What to work on
If a record holds a picture, leave the picture out and print everything else exactly.
────────────────────
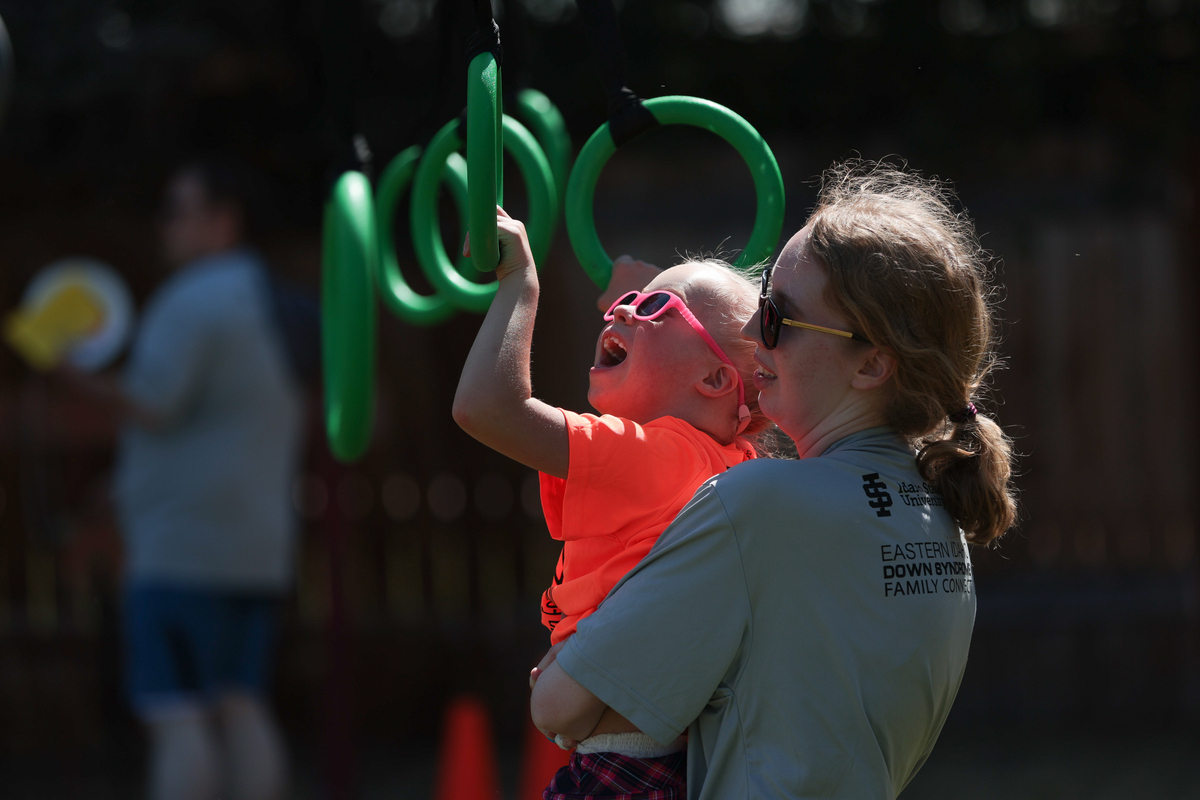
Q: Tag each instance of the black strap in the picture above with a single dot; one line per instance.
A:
(340, 47)
(628, 118)
(486, 37)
────────────────────
Answer below
Q: Tag each instance of the black strap in the picture above with a single dot; one line per instance.
A:
(340, 47)
(628, 118)
(486, 37)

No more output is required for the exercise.